İstenen bu.
‘Çok konuşma, yazma, eleştirme, bizi ikide bir, kim demiş şehre gelmeye korktuğumuzu, sahaya inmekten kaçındığımızı, bak, sana söylüyorum; zart zurt hatırlama, cevap verme hakkı yaratma, bak memleket için bir tarafımızı yırtıyoruz, çok konuşma, ekmeğini ye, önüne bak!’
Ne bu?
Tehdit mi, uyarı mı, mesaj mı?
Her neyse adı… Biz yazalım, keyfimize bakalım!
*
Gazetecinin görevidir eleştirmek. Memleketi adına, insanlık adına, ülkem adına bu asli görevden kimse alıkoyamaz beni.
Zoruna gidermiş, incinirmişsin, o senin sorunun. Benim sorunum şehrim. Ayağa kalkacak, toparlanacak, esnafı ile sivil toplum kanaat önderleri ile sanayicileri ile basını ile eski huzurlu, mutlu günlerine geri dönecek! Var mı anlaşamadığımız nokta! Yok, yoksa derdin ne, neyin hesabındasın, neyin peşindesin!

Yapılacaklar -
• a. Lütfen kaynak metni "İstenen bu." sözlerinden "kimse alıkoyamaz beni." sözlerine kadar, bu sözler de dahil olmak üzere yeniden yaz ve "Gazetecinin" yerine "Yazarın" koyarak değiştir.
• b. Kaynak metne göre yazar, kimsenin kendisini eleştirmekten alıkoyamayacağını hangi gerekçeyle söylüyor? Bir ile üç cümle arasında açıkla.
Satırlar kaynak metinden bağımsız, ayrı bir malzemedir.

Verilen Bilgiler -
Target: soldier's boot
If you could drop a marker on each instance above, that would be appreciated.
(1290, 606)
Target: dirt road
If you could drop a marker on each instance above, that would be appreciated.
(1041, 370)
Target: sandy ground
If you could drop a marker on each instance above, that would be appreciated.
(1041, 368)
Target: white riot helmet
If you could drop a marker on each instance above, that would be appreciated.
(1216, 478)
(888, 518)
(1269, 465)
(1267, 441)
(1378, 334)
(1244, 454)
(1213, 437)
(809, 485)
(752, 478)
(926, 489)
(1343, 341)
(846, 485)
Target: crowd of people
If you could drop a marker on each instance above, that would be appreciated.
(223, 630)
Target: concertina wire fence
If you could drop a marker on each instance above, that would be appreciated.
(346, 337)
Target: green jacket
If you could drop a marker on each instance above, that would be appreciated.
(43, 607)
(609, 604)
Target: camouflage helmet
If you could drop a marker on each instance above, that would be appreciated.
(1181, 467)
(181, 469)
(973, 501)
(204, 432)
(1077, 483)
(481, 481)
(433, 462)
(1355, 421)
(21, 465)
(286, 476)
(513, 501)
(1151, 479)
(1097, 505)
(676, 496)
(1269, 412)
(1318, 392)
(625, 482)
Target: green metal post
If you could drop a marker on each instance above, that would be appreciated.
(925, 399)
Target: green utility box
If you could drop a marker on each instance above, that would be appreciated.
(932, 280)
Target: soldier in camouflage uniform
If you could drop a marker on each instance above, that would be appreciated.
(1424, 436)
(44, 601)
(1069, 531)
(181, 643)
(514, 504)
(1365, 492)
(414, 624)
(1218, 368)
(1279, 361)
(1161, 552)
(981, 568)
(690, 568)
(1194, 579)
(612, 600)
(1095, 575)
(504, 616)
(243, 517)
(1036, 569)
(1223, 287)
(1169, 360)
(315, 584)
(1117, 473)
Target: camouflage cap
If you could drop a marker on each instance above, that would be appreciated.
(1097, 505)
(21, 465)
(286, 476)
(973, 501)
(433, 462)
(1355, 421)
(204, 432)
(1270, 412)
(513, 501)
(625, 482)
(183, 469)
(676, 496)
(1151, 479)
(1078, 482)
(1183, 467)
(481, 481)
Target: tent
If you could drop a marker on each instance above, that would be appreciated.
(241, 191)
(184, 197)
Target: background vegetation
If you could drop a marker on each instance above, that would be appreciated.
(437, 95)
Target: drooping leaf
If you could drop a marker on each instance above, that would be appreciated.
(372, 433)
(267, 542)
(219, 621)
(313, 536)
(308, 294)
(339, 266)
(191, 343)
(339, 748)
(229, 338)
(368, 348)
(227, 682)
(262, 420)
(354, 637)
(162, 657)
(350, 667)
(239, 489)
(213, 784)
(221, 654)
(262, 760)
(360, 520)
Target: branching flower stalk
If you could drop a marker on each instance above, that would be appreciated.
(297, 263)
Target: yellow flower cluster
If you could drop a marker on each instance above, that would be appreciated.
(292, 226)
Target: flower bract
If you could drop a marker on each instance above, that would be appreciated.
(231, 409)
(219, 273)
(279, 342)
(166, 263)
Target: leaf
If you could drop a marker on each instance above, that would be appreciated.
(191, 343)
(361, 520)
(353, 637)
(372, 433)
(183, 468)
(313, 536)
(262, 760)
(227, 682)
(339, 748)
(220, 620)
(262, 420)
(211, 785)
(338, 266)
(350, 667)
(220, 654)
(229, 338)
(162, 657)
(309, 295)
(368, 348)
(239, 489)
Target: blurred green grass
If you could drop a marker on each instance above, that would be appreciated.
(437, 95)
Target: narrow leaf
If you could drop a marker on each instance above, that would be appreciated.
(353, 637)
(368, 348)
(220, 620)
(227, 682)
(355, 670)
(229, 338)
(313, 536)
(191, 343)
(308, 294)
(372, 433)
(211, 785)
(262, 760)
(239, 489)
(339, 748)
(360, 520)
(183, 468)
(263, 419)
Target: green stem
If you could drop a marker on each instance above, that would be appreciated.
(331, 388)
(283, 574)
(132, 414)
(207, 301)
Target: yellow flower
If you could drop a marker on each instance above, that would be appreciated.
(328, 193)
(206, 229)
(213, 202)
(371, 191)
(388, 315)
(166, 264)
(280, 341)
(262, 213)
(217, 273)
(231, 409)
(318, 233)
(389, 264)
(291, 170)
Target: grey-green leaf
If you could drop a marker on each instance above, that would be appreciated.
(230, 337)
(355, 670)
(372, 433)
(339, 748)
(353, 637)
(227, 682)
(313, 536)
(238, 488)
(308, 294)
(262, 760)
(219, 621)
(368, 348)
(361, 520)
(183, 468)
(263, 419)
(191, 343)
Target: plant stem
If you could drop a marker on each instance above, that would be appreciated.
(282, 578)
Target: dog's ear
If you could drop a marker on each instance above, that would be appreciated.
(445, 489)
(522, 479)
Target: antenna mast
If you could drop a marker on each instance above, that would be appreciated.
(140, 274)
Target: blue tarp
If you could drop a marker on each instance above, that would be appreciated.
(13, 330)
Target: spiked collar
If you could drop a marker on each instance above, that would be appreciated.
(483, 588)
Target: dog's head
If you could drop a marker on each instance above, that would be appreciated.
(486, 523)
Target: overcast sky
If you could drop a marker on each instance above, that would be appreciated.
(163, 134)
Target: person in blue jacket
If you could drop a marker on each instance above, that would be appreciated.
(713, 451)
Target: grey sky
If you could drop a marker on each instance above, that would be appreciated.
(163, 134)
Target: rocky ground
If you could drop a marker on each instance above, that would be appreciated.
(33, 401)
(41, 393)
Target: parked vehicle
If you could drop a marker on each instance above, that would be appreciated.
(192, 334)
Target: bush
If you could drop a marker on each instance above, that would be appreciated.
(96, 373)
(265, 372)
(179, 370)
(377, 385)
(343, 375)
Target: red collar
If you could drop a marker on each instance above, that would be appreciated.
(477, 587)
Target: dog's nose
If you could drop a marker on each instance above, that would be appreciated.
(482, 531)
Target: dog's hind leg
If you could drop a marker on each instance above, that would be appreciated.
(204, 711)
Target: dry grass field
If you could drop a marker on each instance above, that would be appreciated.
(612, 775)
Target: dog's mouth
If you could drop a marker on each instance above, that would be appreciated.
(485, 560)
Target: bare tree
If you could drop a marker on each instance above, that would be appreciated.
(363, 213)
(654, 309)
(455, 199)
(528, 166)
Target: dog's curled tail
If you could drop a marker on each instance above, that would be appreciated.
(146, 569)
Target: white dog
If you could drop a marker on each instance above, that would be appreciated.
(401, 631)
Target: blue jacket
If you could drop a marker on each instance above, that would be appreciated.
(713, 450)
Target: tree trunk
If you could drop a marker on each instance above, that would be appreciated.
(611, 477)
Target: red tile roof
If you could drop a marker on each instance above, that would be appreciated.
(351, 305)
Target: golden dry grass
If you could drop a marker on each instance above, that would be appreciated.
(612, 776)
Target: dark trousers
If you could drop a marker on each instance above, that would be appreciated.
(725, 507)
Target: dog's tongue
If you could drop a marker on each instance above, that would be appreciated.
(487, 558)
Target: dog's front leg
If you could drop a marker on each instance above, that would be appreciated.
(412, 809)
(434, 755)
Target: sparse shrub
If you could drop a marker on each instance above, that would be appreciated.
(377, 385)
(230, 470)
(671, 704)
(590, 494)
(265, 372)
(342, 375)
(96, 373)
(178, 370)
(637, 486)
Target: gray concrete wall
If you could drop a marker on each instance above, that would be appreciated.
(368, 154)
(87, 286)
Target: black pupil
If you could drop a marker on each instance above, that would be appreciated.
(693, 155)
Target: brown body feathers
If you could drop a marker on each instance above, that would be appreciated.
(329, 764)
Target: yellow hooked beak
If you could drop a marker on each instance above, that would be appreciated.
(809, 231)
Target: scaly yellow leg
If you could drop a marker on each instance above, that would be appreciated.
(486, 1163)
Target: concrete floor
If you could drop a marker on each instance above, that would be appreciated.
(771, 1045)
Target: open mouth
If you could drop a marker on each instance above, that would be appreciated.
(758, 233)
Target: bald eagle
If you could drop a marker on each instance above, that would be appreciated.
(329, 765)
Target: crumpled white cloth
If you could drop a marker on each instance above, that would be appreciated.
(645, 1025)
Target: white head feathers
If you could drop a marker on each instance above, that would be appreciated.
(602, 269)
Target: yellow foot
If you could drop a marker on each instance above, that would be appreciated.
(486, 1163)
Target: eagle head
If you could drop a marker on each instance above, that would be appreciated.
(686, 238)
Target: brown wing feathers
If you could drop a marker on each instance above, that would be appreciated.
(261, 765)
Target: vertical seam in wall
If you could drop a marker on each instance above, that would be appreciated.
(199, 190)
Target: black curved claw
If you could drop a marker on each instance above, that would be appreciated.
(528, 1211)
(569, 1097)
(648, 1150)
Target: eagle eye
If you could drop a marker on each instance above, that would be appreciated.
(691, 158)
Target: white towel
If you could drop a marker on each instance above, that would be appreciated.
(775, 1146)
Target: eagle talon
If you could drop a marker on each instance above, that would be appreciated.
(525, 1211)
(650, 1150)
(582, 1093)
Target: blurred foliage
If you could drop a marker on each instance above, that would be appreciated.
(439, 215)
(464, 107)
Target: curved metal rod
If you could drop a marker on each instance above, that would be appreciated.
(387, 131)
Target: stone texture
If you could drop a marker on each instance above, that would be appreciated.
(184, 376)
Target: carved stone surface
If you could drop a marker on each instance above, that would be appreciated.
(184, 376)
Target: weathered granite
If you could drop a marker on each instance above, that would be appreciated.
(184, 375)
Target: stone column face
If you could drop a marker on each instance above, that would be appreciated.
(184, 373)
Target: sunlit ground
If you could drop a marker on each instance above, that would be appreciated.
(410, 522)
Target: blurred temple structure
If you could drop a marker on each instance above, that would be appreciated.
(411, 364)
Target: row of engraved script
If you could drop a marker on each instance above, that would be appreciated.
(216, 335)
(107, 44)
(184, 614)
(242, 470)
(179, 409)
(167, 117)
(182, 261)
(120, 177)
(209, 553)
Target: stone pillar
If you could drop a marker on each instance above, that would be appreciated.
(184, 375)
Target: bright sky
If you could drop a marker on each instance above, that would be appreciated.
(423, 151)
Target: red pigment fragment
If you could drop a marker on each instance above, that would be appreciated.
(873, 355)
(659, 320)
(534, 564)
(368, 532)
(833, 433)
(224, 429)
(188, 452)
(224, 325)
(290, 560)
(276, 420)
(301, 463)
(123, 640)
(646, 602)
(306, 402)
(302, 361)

Çözümler -
• a.
İstenen bu.
‘Çok konuşma, yazma, eleştirme, bizi ikide bir, kim demiş şehre gelmeye korktuğumuzu, sahaya inmekten kaçındığımızı, bak, sana söylüyorum; zart zurt hatırlama, cevap verme hakkı yaratma, bak memleket için bir tarafımızı yırtıyoruz, çok konuşma, ekmeğini ye, önüne bak!’
Ne bu?
Tehdit mi, uyarı mı, mesaj mı?
Her neyse adı… Biz yazalım, keyfimize bakalım!
*
Yazarın görevidir eleştirmek. Memleketi adına, insanlık adına, ülkem adına bu asli görevden kimse alıkoyamaz beni.

• b. Yazara göre eleştirmek gazetecinin görevidir. Bunu memleket, insanlık ve ülke adına yerine getirilen asli bir görev saydığı için kimse onu bu görevden alıkoyamaz.